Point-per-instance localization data
--------

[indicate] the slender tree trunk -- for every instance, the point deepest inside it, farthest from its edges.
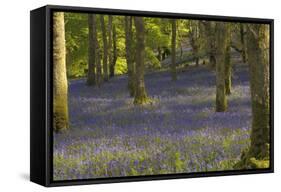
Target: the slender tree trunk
(112, 66)
(173, 43)
(110, 42)
(243, 43)
(221, 43)
(60, 107)
(99, 67)
(91, 77)
(129, 54)
(228, 67)
(258, 58)
(141, 95)
(210, 35)
(98, 58)
(105, 49)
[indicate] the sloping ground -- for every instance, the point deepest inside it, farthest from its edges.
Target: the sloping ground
(179, 132)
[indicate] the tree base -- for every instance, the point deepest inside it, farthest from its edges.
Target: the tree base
(142, 101)
(249, 162)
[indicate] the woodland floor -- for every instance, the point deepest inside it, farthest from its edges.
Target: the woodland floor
(179, 132)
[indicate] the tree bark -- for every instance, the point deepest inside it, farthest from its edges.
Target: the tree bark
(243, 43)
(228, 67)
(258, 59)
(98, 57)
(173, 43)
(221, 43)
(105, 49)
(210, 35)
(141, 95)
(112, 66)
(110, 42)
(91, 77)
(129, 54)
(60, 88)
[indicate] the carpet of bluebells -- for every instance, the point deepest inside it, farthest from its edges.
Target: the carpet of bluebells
(179, 132)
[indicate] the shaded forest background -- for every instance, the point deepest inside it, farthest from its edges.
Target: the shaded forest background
(101, 47)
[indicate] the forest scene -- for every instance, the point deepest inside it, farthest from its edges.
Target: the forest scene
(139, 96)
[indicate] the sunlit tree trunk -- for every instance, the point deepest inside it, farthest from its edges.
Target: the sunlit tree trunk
(109, 42)
(129, 54)
(194, 40)
(141, 95)
(105, 49)
(99, 66)
(243, 42)
(91, 77)
(60, 107)
(210, 36)
(258, 59)
(173, 43)
(228, 67)
(114, 59)
(221, 43)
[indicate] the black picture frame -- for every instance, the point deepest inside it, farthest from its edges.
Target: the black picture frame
(41, 133)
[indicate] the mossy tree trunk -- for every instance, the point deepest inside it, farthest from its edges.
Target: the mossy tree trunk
(209, 27)
(173, 56)
(140, 95)
(243, 42)
(194, 40)
(114, 59)
(228, 66)
(258, 59)
(91, 77)
(109, 29)
(60, 88)
(129, 54)
(99, 66)
(221, 44)
(105, 49)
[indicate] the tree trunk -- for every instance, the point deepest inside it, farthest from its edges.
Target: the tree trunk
(228, 67)
(91, 77)
(243, 43)
(140, 96)
(221, 43)
(60, 107)
(105, 49)
(110, 42)
(173, 43)
(210, 36)
(112, 66)
(98, 58)
(129, 54)
(258, 58)
(99, 67)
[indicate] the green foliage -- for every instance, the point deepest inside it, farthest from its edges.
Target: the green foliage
(76, 34)
(121, 66)
(151, 61)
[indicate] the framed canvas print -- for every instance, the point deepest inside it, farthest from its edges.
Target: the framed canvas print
(125, 95)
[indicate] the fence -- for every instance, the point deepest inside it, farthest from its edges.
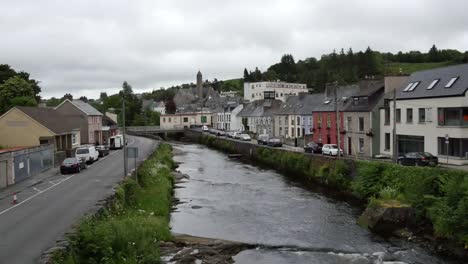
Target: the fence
(18, 165)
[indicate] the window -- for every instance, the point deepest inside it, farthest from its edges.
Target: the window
(422, 115)
(361, 124)
(457, 147)
(387, 141)
(451, 82)
(433, 83)
(361, 145)
(387, 116)
(409, 115)
(413, 86)
(453, 116)
(408, 87)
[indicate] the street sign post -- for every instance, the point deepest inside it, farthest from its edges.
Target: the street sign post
(446, 145)
(132, 152)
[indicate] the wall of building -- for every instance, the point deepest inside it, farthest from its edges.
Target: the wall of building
(324, 133)
(430, 129)
(18, 129)
(76, 116)
(255, 91)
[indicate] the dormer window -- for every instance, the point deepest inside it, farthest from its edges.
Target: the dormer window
(413, 86)
(407, 87)
(433, 83)
(451, 82)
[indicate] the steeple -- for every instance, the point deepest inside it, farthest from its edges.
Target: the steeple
(199, 85)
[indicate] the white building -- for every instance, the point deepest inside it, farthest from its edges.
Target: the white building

--------

WHAT YOU HAVE TO DO: Retype the entries above exactly. Stop after the line containing "[indicate] the mossy", and omit the pictures.

ANSWER SPACE:
[indicate] the slender tree trunk -- for every instance, the point deepest inside it, farthest from its edges.
Target: the slender tree trunk
(112, 66)
(173, 43)
(110, 42)
(243, 43)
(221, 43)
(60, 107)
(99, 67)
(91, 77)
(129, 54)
(228, 67)
(258, 58)
(141, 95)
(210, 35)
(98, 58)
(105, 49)
[indicate] the sloping ground -- for every instance, the point deepest inside it, farthest from its edges.
Target: the sloping ground
(179, 132)
[indicate] the tree base -- for every instance, the point deepest inside it, farthest from its edges.
Target: the tree base
(142, 101)
(249, 162)
[indicate] the woodland floor -- for every instance, the point deepest inside it, farthest from its edges.
Target: the woodland floor
(179, 132)
[indicate] the tree bark -- for every instance, the point deepest inside it, farthest from its edges.
Target: the tree bark
(243, 43)
(228, 67)
(258, 59)
(98, 57)
(173, 43)
(221, 43)
(105, 49)
(210, 35)
(141, 95)
(112, 66)
(110, 42)
(91, 77)
(129, 54)
(60, 88)
[indicate] the carpet of bluebells -- for every instance, the point deepest inside it, farthest from its edges.
Target: the carpet of bluebells
(179, 132)
[indicate] the shaded forest background -- for every instance, the point deepest inside it, farthest from its edges.
Target: the shaded forest background
(101, 47)
[indicate] the forest scene -- for every instance, the point deepest inside it, farthest from its edges.
Target: the forest scene
(139, 96)
[indicate] the sunlit tree trunk -- for every instance, the point deepest inside it, farthest from its edges.
Target: the sunlit tree trunk
(109, 42)
(129, 54)
(194, 40)
(141, 95)
(105, 49)
(99, 66)
(243, 42)
(91, 77)
(60, 107)
(210, 36)
(258, 59)
(173, 43)
(228, 67)
(114, 59)
(221, 43)
[indicate] the black picture frame -- for every instance, the point deepest inside it, farthest from its edges.
Target: the black picture frame
(41, 133)
[indicate] the mossy tree trunk -- for every instance, the point deepest inside it, farthest from its edges.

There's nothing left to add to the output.